JOB 1.
Reproduce the labeling entries that appear after the time-nuts post below, line for line and with nothing altered.
━━━━━ EXCERPTED PASSAGE
[time-nuts] Determination of the placement of the first pps

J. Forster jfor at quikus.com
Mon Jan 23 17:45:30 UTC 2012


The fundamental problem is our system of units is not defined rationally.
What is universal about a meter or a second or a kilogram? Nothing!

If you were suddenly transported elsewhere in the universe bareassed,
could you replicate the standards we use?

If you lived on another planet, perhaps Klingon, would the second make any
sense?

This problem was faced maybe 50 years ago by the SETI folks. How do you
know what frequency an ET might be transmitting on? 1.000000000 GHz? And
if their unit of time is different, what then?

The only purpose of a transite instrument is to determine the relationship
between two, essentially arbitrary, and essentially unrelated time scales.

YMMV,

-John

=======================



> Hi
>
> I think the key point is that they are still using a gizmo made in the
> 1800's and it works "good enough". There are certainly better ways you
> could
> set it up today, but they use what they have.
━━━━━━━━━━
JOB 2.
Answer these questions about the time-nuts post:
(a) According to the post, which group faced this problem perhaps 50 years ago?
(b) What frequency does the post give as a possible ET transmission frequency?
(c) According to the quoted reply, in what century was the gizmo still in use made?
━━━━━ INPUT
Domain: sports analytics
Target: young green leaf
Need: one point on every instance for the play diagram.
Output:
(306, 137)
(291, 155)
━━━━━━━━━━
TASK RESULT 1.
Domain: sports analytics
Target: young green leaf
Need: one point on every instance for the play diagram.
Output:
(306, 137)
(291, 155)

TASK RESULT 2.
(a) The SETI folks.
(b) 1.000000000 GHz.
(c) The 1800's.